▸ **EXERCISE**
What is needed is an exact copy of every entry below, with the pictures left out.

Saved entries
———

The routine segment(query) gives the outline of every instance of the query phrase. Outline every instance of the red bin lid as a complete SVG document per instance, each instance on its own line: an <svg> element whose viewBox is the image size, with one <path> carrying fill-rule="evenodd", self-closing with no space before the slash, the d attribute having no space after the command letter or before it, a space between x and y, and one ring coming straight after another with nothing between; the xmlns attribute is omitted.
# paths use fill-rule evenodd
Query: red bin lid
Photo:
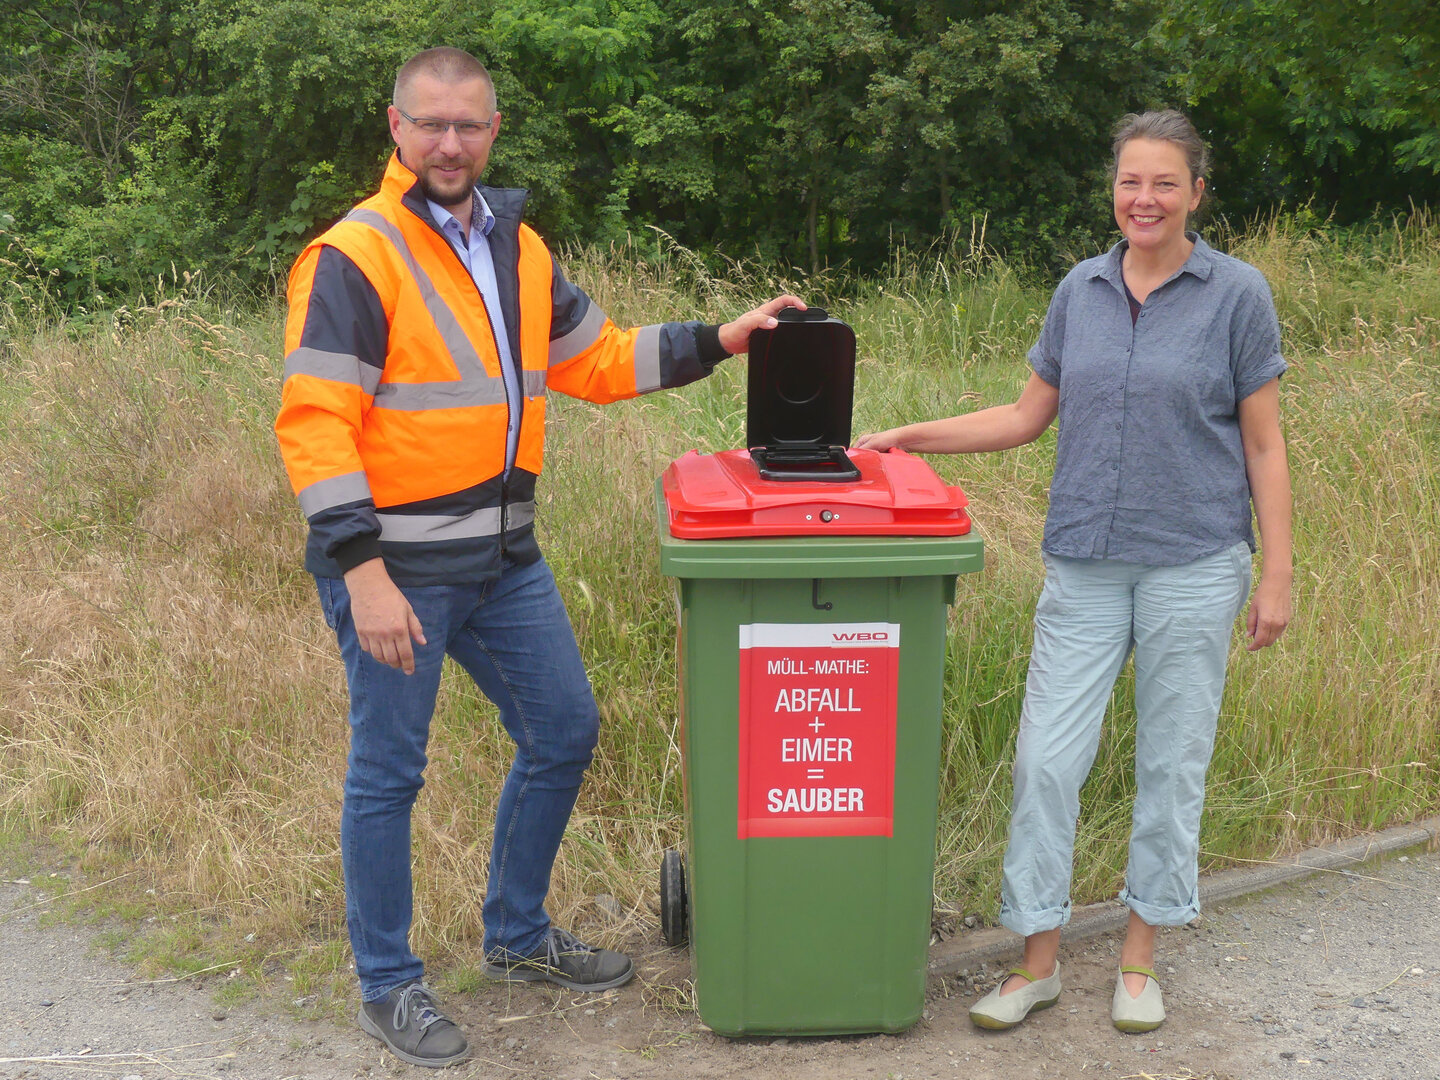
<svg viewBox="0 0 1440 1080"><path fill-rule="evenodd" d="M745 450L691 450L661 477L670 535L960 536L969 500L926 462L903 450L847 450L860 479L764 480Z"/></svg>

———

▸ **RESULT OF THE TASK**
The routine segment(query) gives the outline of every instance of the query phrase. Outline every instance of the red bin lid as a complete SVG document per instance, each instance on its own line: an <svg> element whose viewBox is the image size, with one <path> carrying fill-rule="evenodd", self-closing with no space before the slash, the d attribute having no space after the command letter or before it, a space between x and y, and one ring coming straight after another with nothing between; the xmlns attribute is omitted.
# paths use fill-rule evenodd
Query: red bin lid
Photo:
<svg viewBox="0 0 1440 1080"><path fill-rule="evenodd" d="M745 450L691 450L661 477L670 535L960 536L969 500L926 462L903 450L847 450L860 479L764 480Z"/></svg>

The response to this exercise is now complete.